(begin)

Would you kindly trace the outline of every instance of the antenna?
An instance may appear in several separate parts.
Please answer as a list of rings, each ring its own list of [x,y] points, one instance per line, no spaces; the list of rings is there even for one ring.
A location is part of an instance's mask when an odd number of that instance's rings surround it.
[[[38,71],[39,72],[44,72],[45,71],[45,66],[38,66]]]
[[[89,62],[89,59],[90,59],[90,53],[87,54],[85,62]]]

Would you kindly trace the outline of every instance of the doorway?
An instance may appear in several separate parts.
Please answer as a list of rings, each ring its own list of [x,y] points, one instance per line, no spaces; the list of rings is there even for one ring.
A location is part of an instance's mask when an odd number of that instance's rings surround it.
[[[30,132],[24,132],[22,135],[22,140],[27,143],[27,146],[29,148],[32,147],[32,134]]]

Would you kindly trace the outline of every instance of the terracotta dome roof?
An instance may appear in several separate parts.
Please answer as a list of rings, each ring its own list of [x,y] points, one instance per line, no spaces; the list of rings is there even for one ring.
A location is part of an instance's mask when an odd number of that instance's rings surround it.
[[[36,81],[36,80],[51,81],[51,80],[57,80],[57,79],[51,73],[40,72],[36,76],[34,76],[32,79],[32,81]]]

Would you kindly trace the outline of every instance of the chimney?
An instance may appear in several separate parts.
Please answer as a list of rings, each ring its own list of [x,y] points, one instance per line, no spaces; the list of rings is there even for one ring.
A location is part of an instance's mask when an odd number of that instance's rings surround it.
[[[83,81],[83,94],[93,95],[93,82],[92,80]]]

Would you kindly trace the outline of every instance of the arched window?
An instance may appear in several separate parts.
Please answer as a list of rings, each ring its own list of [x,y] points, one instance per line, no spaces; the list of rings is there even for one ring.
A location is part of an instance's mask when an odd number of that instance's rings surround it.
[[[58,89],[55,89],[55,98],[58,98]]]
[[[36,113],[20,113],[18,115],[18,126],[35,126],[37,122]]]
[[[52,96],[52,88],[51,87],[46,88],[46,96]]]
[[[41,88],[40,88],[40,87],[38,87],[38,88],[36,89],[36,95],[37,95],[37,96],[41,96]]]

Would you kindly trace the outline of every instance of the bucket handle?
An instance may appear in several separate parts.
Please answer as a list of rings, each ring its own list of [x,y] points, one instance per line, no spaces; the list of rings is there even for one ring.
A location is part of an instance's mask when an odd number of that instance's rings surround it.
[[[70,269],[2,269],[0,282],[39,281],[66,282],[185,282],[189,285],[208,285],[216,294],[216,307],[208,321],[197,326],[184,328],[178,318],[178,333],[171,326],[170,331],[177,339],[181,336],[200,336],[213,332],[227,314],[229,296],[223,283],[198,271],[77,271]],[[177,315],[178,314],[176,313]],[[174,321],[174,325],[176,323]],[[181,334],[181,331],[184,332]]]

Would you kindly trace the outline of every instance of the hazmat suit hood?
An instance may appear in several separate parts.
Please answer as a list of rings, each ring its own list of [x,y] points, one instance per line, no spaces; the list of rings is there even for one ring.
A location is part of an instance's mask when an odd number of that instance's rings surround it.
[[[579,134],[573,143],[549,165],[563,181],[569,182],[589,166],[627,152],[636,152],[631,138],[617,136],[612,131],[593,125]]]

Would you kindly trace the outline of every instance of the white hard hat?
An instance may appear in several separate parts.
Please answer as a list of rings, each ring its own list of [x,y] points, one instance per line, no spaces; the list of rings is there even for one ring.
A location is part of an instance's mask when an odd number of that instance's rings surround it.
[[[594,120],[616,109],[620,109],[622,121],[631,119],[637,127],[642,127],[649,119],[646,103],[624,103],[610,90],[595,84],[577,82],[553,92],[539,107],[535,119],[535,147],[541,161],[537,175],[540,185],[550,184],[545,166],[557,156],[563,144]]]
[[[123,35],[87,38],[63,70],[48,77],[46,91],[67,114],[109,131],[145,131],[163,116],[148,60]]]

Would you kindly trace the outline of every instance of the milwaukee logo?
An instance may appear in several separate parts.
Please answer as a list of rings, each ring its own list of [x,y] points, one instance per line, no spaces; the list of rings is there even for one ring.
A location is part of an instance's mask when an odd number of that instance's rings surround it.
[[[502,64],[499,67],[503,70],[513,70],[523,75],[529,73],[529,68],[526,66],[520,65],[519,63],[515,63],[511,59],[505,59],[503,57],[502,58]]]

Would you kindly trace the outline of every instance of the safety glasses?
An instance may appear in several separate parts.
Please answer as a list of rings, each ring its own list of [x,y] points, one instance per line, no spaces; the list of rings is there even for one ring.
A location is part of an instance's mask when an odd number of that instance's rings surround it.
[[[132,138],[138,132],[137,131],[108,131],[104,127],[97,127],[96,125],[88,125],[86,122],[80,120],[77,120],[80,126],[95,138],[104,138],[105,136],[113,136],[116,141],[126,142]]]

(end)

- [OBJECTIVE]: Recast all of the lines above as a Markdown table with the columns Row and Line, one numbered row per line, omitting blank lines.

- [REPLY]:
| Row | Line |
|---|---|
| 1 | Would you kindly trace the outline of every instance of the antenna? |
| 2 | An instance may appear in several separate parts. |
| 3 | Please answer as a list of rings, each ring its own list of [x,y] points, one instance per line, no spaces; the list of rings is there even for one ring. |
| 4 | A location is part of an instance's mask when an odd number of that instance's rings surround it. |
| 5 | [[[38,71],[39,72],[44,72],[45,71],[45,66],[38,66]]] |
| 6 | [[[89,62],[89,59],[90,59],[90,53],[87,54],[85,62]]] |
| 7 | Would you kindly trace the outline of every instance of the doorway? |
| 8 | An instance may appear in several separate parts. |
| 9 | Please answer as a list of rings, each ring its own list of [x,y] points, one instance per line, no spaces; the list of rings is there even for one ring. |
| 10 | A location is part of an instance's mask when an odd number of that instance's rings surround it. |
| 11 | [[[30,132],[24,132],[22,135],[22,140],[27,143],[27,146],[29,148],[32,147],[32,134]]] |
| 12 | Would you kindly trace the outline of every instance of the terracotta dome roof? |
| 13 | An instance may appear in several separate parts. |
| 14 | Please answer as a list of rings, each ring its own list of [x,y] points, one instance per line, no spaces; the list of rings is there even for one ring. |
| 15 | A location is part of an instance's mask when an odd number of that instance's rings surround it. |
| 16 | [[[36,81],[36,80],[51,81],[51,80],[57,80],[57,79],[51,73],[40,72],[36,76],[34,76],[32,79],[32,81]]] |
| 17 | Would you kindly trace the outline of every instance of the chimney? |
| 18 | An instance may appear in several separate parts. |
| 19 | Please answer as a list of rings, each ring its own list of [x,y] points, one instance per line, no spaces; the list of rings is there even for one ring. |
| 20 | A location is part of an instance's mask when an odd number of that instance's rings surround it. |
| 21 | [[[83,81],[83,94],[93,95],[93,82],[92,80]]] |
| 22 | Would you kindly trace the outline of every instance of the arched window? |
| 23 | An instance may appear in several separate parts. |
| 24 | Please answer as a list of rings, each ring its own list of [x,y] points, one instance per line, no spaces; the list of rings is there even for one ring. |
| 25 | A location is part of an instance's mask when an odd number of that instance's rings surround it. |
| 26 | [[[58,89],[55,89],[55,98],[58,98]]] |
| 27 | [[[36,113],[20,113],[18,115],[18,126],[35,126],[37,122]]] |
| 28 | [[[52,96],[52,88],[51,87],[46,88],[46,96]]] |
| 29 | [[[41,88],[40,88],[40,87],[38,87],[38,88],[36,89],[36,95],[37,95],[37,96],[41,96]]] |
| 30 | Would you kindly trace the outline of every instance of the bucket handle? |
| 31 | An instance may appear in several separate parts. |
| 32 | Please answer as a list of rings, each ring its own list of [x,y] points, one instance per line, no spaces; the list of rings is there even for one ring. |
| 33 | A location is part of an instance's mask when an odd number of that instance's rings surround it. |
| 34 | [[[70,269],[2,269],[0,282],[39,281],[66,282],[185,282],[189,285],[208,285],[216,294],[216,307],[208,321],[197,326],[184,328],[178,318],[178,333],[171,326],[170,331],[177,339],[181,336],[200,336],[213,332],[227,314],[229,296],[223,283],[198,271],[77,271]],[[177,315],[178,314],[176,313]],[[174,321],[174,325],[176,323]],[[181,334],[181,331],[184,332]]] |
| 35 | Would you kindly trace the outline of every instance of the hazmat suit hood? |
| 36 | An instance may appear in several separate parts. |
| 37 | Please answer as a list of rings, each ring its own list of [x,y] points, one instance per line, no spaces; the list of rings is there even for one ring. |
| 38 | A location is part of an instance's mask when an odd number of that instance's rings surround it. |
| 39 | [[[579,134],[573,143],[549,165],[563,181],[569,182],[589,166],[627,152],[636,152],[631,138],[617,136],[612,131],[593,125]]] |
| 40 | Would you kindly trace the outline of every instance of the white hard hat? |
| 41 | An instance may appear in several separate parts. |
| 42 | Please answer as a list of rings, each ring its own list of [x,y] points, one instance per line, no spaces; the list of rings is there even for one ring. |
| 43 | A location is part of an instance's mask when an odd number of that instance's rings surround it. |
| 44 | [[[594,120],[616,109],[620,109],[622,121],[631,119],[637,127],[642,127],[649,119],[646,103],[624,103],[610,90],[595,84],[577,82],[553,92],[539,107],[535,119],[535,147],[541,161],[537,175],[540,185],[550,184],[545,166],[557,156],[563,144]]] |
| 45 | [[[123,35],[87,38],[63,70],[48,77],[46,91],[67,114],[109,131],[145,131],[163,116],[148,60]]] |
| 46 | Would you kindly trace the outline of every instance of the milwaukee logo? |
| 47 | An instance may appear in several separate parts. |
| 48 | Please answer as a list of rings, each ring its own list of [x,y] points, one instance per line, no spaces; the list of rings is there even for one ring. |
| 49 | A location is part of an instance's mask when an odd number of that instance's rings surround it. |
| 50 | [[[502,64],[499,67],[503,70],[513,70],[523,75],[529,73],[529,68],[526,66],[520,65],[519,63],[515,63],[511,59],[505,59],[503,57],[502,58]]] |
| 51 | Would you kindly trace the outline of every instance of the safety glasses? |
| 52 | An instance may appear in several separate parts. |
| 53 | Please answer as a list of rings, each ring its own list of [x,y] points, one instance per line, no spaces; the list of rings is there even for one ring. |
| 54 | A location is part of an instance's mask when an odd number of that instance's rings surround it. |
| 55 | [[[132,138],[138,132],[137,131],[108,131],[104,127],[97,127],[96,125],[88,125],[86,122],[80,120],[77,120],[80,126],[95,138],[104,138],[105,136],[113,136],[116,141],[126,142]]] |